From the material below, please set down exactly the lines starting with the one with "One pin per instance of the backpack" and going on through the one with "<point>390,244</point>", without a single picture.

» **Material for the task**:

_ _ _ _ _

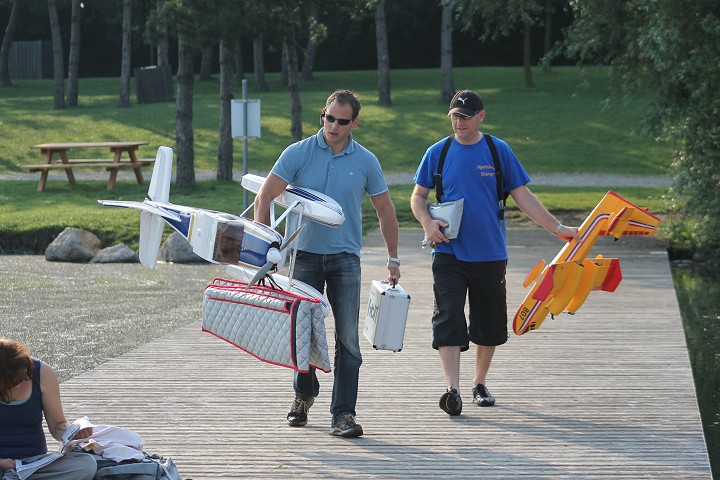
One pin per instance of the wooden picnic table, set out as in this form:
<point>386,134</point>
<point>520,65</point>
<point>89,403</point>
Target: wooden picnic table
<point>113,165</point>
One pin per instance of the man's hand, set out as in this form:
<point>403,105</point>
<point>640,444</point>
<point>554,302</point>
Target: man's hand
<point>83,433</point>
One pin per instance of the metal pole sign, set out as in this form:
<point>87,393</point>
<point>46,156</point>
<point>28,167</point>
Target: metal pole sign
<point>245,123</point>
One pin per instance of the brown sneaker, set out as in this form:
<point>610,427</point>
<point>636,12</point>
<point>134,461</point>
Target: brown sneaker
<point>298,412</point>
<point>345,426</point>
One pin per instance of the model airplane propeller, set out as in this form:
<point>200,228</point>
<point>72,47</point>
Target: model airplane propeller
<point>567,281</point>
<point>248,248</point>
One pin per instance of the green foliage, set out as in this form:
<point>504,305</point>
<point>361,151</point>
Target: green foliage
<point>673,46</point>
<point>559,127</point>
<point>562,125</point>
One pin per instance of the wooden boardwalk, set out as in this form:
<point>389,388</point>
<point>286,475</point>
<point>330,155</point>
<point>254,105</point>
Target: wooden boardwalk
<point>607,393</point>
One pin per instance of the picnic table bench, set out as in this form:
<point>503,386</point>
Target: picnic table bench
<point>112,165</point>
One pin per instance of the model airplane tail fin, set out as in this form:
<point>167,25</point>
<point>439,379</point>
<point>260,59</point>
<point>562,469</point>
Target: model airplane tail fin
<point>151,228</point>
<point>598,274</point>
<point>159,190</point>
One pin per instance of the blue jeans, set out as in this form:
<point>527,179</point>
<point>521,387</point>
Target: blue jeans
<point>340,273</point>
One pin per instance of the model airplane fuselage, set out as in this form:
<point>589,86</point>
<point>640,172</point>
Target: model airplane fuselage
<point>249,248</point>
<point>566,282</point>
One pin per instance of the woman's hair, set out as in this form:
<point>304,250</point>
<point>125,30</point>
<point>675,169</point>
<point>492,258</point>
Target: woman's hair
<point>15,366</point>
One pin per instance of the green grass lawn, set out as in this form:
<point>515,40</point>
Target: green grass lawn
<point>563,125</point>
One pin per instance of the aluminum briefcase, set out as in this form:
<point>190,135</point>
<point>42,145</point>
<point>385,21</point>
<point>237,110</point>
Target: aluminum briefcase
<point>386,316</point>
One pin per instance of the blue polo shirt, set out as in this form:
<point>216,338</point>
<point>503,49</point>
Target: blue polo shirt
<point>469,173</point>
<point>345,177</point>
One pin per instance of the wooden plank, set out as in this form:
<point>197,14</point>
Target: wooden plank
<point>106,164</point>
<point>69,145</point>
<point>607,393</point>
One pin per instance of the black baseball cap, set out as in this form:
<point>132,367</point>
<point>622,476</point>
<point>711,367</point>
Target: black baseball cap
<point>466,102</point>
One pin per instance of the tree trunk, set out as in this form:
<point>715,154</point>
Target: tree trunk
<point>162,46</point>
<point>225,145</point>
<point>311,49</point>
<point>293,86</point>
<point>238,62</point>
<point>447,87</point>
<point>7,43</point>
<point>383,55</point>
<point>74,57</point>
<point>526,57</point>
<point>259,65</point>
<point>184,141</point>
<point>58,65</point>
<point>547,44</point>
<point>206,63</point>
<point>125,72</point>
<point>283,66</point>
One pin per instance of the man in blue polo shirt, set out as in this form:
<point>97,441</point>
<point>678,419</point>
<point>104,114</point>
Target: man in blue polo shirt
<point>333,163</point>
<point>473,264</point>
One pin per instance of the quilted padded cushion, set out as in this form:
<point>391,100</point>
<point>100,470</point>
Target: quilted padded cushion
<point>274,326</point>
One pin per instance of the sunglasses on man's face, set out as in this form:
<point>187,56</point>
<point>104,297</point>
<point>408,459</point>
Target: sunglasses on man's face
<point>330,119</point>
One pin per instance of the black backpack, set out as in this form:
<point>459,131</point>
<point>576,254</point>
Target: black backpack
<point>502,195</point>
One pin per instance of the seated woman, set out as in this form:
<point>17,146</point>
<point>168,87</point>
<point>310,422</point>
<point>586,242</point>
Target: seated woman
<point>29,388</point>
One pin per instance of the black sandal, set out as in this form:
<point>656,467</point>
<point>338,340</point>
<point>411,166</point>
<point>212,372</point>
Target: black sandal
<point>451,403</point>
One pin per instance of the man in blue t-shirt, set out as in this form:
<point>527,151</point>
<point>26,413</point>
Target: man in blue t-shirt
<point>332,163</point>
<point>473,264</point>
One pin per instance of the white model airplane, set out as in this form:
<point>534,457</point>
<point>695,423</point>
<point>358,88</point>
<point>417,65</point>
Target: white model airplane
<point>250,249</point>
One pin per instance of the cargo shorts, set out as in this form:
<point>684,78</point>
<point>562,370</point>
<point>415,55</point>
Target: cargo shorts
<point>483,284</point>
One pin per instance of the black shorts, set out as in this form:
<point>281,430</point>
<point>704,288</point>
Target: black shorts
<point>484,285</point>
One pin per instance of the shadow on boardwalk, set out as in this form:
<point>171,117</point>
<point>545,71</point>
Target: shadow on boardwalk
<point>583,397</point>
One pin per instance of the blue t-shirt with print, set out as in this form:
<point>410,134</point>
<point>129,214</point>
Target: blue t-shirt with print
<point>469,173</point>
<point>345,177</point>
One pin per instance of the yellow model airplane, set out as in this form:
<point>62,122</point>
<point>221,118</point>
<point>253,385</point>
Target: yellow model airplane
<point>566,282</point>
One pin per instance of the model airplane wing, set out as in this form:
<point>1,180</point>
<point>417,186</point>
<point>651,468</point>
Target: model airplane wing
<point>315,205</point>
<point>566,282</point>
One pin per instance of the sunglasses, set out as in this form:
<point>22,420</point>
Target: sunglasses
<point>331,119</point>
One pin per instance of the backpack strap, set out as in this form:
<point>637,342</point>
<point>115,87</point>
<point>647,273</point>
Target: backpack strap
<point>502,196</point>
<point>438,174</point>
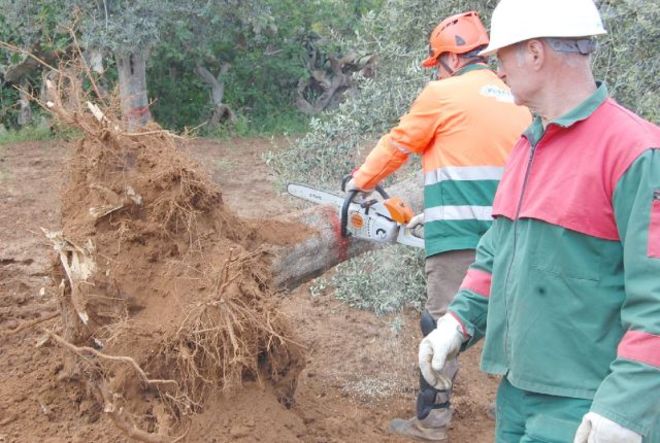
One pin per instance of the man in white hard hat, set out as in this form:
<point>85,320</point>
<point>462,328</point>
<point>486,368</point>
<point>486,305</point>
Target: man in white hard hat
<point>565,287</point>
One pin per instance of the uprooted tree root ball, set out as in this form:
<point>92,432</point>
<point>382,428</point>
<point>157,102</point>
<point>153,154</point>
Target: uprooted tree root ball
<point>165,294</point>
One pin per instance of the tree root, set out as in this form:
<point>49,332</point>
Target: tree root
<point>81,350</point>
<point>126,425</point>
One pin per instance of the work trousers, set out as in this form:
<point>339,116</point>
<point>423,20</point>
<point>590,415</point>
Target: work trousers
<point>529,417</point>
<point>444,275</point>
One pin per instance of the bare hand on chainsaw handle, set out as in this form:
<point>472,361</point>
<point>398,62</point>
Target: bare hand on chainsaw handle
<point>441,345</point>
<point>417,220</point>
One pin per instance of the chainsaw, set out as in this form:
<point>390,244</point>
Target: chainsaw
<point>381,220</point>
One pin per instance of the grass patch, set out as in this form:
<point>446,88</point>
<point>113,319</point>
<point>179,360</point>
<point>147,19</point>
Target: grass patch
<point>285,123</point>
<point>384,281</point>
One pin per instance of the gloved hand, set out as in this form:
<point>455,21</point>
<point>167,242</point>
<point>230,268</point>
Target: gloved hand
<point>441,345</point>
<point>417,220</point>
<point>597,429</point>
<point>351,186</point>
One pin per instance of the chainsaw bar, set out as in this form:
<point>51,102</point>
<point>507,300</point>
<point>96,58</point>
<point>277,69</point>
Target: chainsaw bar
<point>314,195</point>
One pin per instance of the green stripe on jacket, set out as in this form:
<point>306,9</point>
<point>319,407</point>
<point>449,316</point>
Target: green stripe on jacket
<point>450,235</point>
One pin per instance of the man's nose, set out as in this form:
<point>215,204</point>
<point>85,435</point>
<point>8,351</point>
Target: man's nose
<point>500,73</point>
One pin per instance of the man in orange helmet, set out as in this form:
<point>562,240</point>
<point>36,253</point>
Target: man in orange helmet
<point>464,125</point>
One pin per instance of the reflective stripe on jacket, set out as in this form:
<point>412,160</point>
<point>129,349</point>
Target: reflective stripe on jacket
<point>464,128</point>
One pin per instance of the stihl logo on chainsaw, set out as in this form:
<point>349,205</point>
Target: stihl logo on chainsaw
<point>381,220</point>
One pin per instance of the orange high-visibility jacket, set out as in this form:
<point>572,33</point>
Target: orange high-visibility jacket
<point>464,128</point>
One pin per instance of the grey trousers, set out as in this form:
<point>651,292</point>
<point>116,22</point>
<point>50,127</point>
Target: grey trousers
<point>444,275</point>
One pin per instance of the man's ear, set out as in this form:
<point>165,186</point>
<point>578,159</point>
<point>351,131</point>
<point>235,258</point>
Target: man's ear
<point>536,53</point>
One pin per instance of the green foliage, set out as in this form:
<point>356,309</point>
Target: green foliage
<point>384,281</point>
<point>628,60</point>
<point>628,57</point>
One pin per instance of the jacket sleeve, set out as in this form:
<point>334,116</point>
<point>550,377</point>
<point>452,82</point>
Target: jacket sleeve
<point>629,395</point>
<point>413,134</point>
<point>470,305</point>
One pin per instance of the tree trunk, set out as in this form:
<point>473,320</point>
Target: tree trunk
<point>221,111</point>
<point>25,111</point>
<point>293,265</point>
<point>133,88</point>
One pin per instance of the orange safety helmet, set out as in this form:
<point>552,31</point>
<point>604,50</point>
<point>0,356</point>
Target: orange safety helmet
<point>459,34</point>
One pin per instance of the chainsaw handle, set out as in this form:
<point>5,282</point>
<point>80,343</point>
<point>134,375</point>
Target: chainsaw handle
<point>344,211</point>
<point>349,199</point>
<point>378,188</point>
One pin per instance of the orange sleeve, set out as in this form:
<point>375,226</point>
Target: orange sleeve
<point>414,133</point>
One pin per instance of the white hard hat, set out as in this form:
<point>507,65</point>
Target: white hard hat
<point>515,21</point>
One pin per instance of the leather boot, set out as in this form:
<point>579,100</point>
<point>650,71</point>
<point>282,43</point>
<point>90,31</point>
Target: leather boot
<point>432,428</point>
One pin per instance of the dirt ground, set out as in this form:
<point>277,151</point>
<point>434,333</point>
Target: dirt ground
<point>360,369</point>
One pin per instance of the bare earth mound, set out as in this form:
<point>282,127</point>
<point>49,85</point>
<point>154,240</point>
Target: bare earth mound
<point>165,295</point>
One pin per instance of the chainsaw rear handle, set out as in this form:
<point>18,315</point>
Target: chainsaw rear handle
<point>349,199</point>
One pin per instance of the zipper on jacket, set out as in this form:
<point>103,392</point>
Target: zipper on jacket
<point>515,241</point>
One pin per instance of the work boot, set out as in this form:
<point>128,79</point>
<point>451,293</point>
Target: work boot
<point>432,428</point>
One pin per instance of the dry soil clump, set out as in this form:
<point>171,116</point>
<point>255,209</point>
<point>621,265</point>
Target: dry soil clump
<point>164,294</point>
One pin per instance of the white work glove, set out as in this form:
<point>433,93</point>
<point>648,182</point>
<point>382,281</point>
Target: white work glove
<point>441,345</point>
<point>417,220</point>
<point>597,429</point>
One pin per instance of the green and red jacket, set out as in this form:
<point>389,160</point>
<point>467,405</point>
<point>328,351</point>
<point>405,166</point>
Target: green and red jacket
<point>566,283</point>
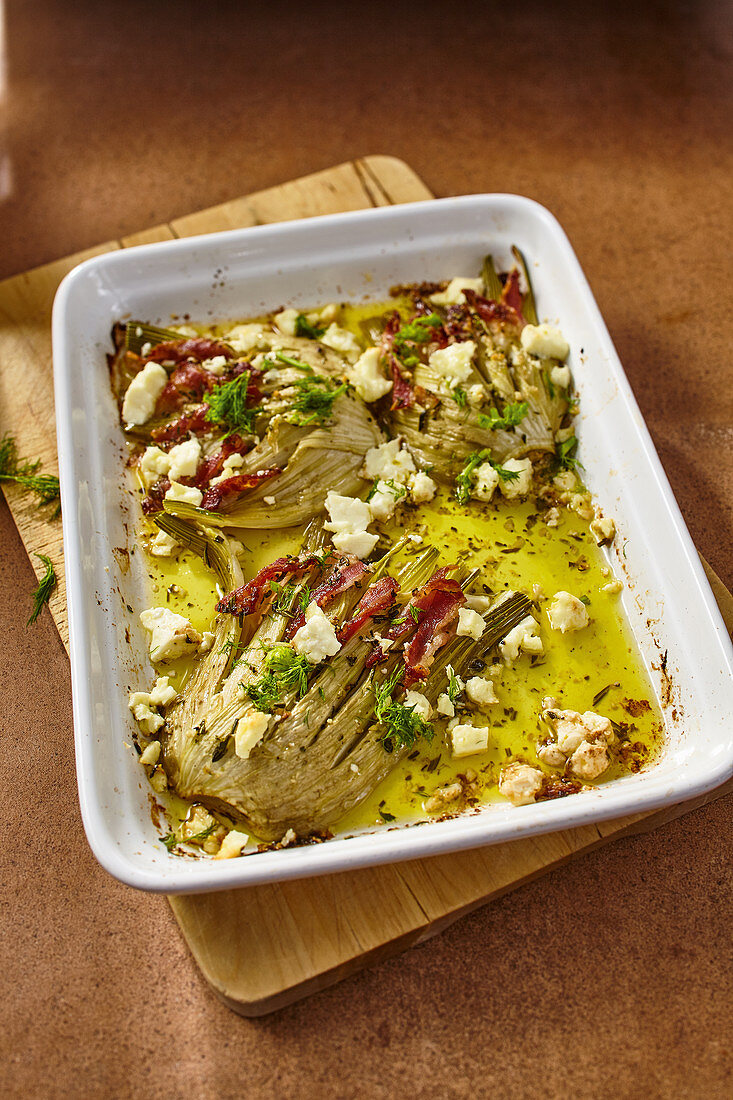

_ _ _ _ _

» **Result of the task**:
One pin per instance of the backpack strap, set out as in this form:
<point>637,342</point>
<point>115,87</point>
<point>647,273</point>
Target: backpack strap
<point>502,196</point>
<point>438,174</point>
One pin per instance of the man in white hard hat, set out as in this form:
<point>85,320</point>
<point>462,328</point>
<point>486,368</point>
<point>486,305</point>
Target: man in white hard hat
<point>565,287</point>
One pin per instance of the uprooted tree root ball, set out as in this form:
<point>92,432</point>
<point>382,428</point>
<point>157,102</point>
<point>153,154</point>
Target: uprooted tree root ball
<point>165,294</point>
One pin per instance of the tree root, set out as in this form:
<point>49,332</point>
Target: tree root
<point>81,350</point>
<point>126,425</point>
One pin per instance of the work trousers, set out as in this form:
<point>339,116</point>
<point>423,20</point>
<point>590,415</point>
Target: work trousers
<point>529,417</point>
<point>444,275</point>
One pin per instance of the bare hand on chainsaw handle, set out as in this form:
<point>472,361</point>
<point>398,62</point>
Target: bare hand on chainsaw handle
<point>441,345</point>
<point>417,220</point>
One pin per instance of the chainsaw, set out as in this form:
<point>390,244</point>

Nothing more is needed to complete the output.